Die Kinderinvaliditätsversicherung springt ein, sobald ein Arzt dem Kind einen Behinderungsgrad von mindestens 50 Prozent bescheinigt. Sie zahlt dann in der Regel eine lebenslange Rente. Mindestens 1000 Euro Rente pro Monat sollten es sein, empfiehlt Peter Grieble, Versicherungsexperte der Verbraucherzentrale Baden-Württemberg.
Einige Anbieter leisten zusätzlich eine Einmalzahlung. Damit können Eltern etwa nötige Umbauten oder die Anschaffung eines behindertengerechten Autos finanzieren. "Was sinnvoll ist, hängt von den Umständen ab. Wer sich mehr leisten kann, sollte durchaus auch eine höhere Rente versichern", sagt Grieble.
Günstigere Alternative
Wer diese Versicherung für seine Kinder abschließen will, muss einen umfassenden Fragebogen zu deren Krankengeschichte ausfüllen. Möglich ist der Abschluss meist nach dem ersten Lebensjahr, bei einigen Anbietern auch schon früher. Hat ein Kind schon Krankheiten, kann die Versicherung diese vom Versicherungsschutz ausschließen.
Beim Vergleich der Angebote sollten Eltern darauf achten, wann der Versicherer nicht zahlt. "Allerdings gibt es nur wenige Angebote am Markt, Eltern müssen oft gezielt bei den Versicherungen nach einem Angebot fragen", erklärt Grieble. Gute Verträge können mitunter mehr als 400 Euro im Jahr kosten. Für viele Familien ist das eine hohe Summe. "Wer sich dadurch keinen Nachhilfeunterricht leisten kann, sollte lieber auf die Versicherung verzichten", erklärt Nischalke. Im Ernstfall gebe es im begrenzten Umfang auch staatliche Hilfen.

- Ausgangsdaten
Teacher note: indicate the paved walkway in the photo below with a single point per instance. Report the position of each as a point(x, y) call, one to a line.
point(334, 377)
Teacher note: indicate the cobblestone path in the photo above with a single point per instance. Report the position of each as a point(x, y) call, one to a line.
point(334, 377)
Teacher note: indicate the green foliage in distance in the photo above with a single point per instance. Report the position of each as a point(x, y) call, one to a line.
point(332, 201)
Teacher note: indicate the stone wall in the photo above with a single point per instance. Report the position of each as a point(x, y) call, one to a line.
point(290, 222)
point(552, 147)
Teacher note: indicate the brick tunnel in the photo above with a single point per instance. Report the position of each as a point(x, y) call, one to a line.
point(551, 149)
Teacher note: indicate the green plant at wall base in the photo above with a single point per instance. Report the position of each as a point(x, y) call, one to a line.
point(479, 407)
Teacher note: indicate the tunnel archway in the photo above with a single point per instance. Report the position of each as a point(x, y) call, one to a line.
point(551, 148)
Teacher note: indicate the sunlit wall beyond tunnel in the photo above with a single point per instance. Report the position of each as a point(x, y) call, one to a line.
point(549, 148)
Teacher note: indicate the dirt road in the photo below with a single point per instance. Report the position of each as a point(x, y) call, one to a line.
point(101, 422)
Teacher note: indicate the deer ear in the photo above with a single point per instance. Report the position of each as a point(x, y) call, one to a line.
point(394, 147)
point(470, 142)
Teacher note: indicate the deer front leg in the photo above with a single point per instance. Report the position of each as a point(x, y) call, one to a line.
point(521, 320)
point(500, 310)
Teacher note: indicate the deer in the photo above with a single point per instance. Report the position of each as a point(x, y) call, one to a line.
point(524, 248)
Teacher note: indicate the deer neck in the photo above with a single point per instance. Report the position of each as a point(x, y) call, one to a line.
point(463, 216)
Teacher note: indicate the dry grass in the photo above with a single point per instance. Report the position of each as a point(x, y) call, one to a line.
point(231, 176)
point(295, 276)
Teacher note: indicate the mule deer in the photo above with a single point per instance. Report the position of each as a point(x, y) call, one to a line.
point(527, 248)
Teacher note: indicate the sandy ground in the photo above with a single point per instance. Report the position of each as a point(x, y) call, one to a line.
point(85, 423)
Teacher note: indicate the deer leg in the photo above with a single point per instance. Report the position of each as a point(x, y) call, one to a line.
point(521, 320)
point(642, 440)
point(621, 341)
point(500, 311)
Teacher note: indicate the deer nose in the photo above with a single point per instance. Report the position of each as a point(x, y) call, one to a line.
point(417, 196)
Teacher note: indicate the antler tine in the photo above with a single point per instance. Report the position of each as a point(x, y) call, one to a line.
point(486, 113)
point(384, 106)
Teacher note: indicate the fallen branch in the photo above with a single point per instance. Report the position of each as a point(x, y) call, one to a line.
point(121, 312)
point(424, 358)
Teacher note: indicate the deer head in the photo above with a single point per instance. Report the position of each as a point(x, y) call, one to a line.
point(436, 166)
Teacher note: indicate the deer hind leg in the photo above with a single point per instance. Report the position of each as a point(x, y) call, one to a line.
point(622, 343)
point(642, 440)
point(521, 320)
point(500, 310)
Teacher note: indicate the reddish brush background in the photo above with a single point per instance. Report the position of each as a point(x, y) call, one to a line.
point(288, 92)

- Aufgaben
1 - Ab welchem Behinderungsgrad leistet die Kinderinvaliditätsversicherung laut dem Textauszug?
2 - Nennen Sie alle Zahlenwerte mit der Einheit Prozent oder Euro, die der Textauszug zur Kinderinvaliditätsversicherung enthält, jeweils mit ihrem Bezug.
3 - Setzen Sie den Textauszug zur Kinderinvaliditätsversicherung im Anschluss an seinen letzten Satz fort.
Die Daten sind eigenständiges Material und gehören nicht zum Textauszug.

- Lösungen
1 - Ab einem ärztlich bescheinigten Behinderungsgrad von mindestens 50 Prozent.

2 -
- mindestens 50 Prozent: Behinderungsgrad, ab dem die Versicherung einspringt
- mindestens 1000 Euro pro Monat: empfohlene Rentenhöhe
- mehr als 400 Euro im Jahr: mögliche Kosten guter Verträge

3 -
Eine günstigere Alternative kann dann die Kinderunfallversicherung sein - gute Policen gibt es ab etwa 50 Euro im Jahr. Sie eignet sich für Kinder, die wegen einer Vorerkrankung keine Invaliditäts-Police bekommen oder als zusätzlicher Schutz. Denn die Unfallversicherung leistet auch bei geringen Invaliditätsgraden.
"Entscheiden sich Eltern für eine Unfallversicherung, sollten sie diese aber für die wirklich schweren Fälle abschließen", erläutert Nischalke. In vielen Verträgen sei die Versicherungssumme zu niedrig. Nischalke empfiehlt Tarife, die bei Vollinvalidität mindestens 500.000 Euro auszahlen und bei 50 Prozent Invalidität 100.000 Euro leisten.
Auf Progression achten
Eine Unfallversicherung sei ein ziemlich kompliziertes Konstrukt, was den Vergleich der Tarife erschwert, erklärt Bianca Boss vom Bund der Versicherten (BdV). Wie viel die Versicherung im speziellen Fall tatsächlich leistet, hänge von mehreren Faktoren ab. Zum einen von der Grundversicherungssumme und der sogenannten Gliedertaxe. Die Gliedertaxe gibt an, welchem Grad an Invalidität der Verlust eines Körperteils entspricht. Ein fehlender Daumen kann bei einigen Tarifen eine Invalidität von 20 Prozent bedeuten. Die Versicherung zahlt also 20 Prozent der Grundsumme aus.
"Damit schwerere Fälle aber höher versichert sind, gibt es zusätzlich die Progression", erklärt Boss. Je höher der Invaliditätsgrad, desto stärker kann die Auszahlung ausfallen. Sie steigt anfangs nur leicht, bei stärkeren Beeinträchtigungen aber deutlicher an.
Beträgt die Progression etwa 225 Prozent, bekommt der Versicherte bei Vollinvalidität das 2,25-Fache der Grundsumme. Der BdV empfiehlt eine Grundsumme von 200.000 Euro mit einer Progression zwischen 225 und 350 Prozent. Ein voll invalides Kind bekäme bei einer Progression von 225 Prozent 450.000 Euro ausgezahlt.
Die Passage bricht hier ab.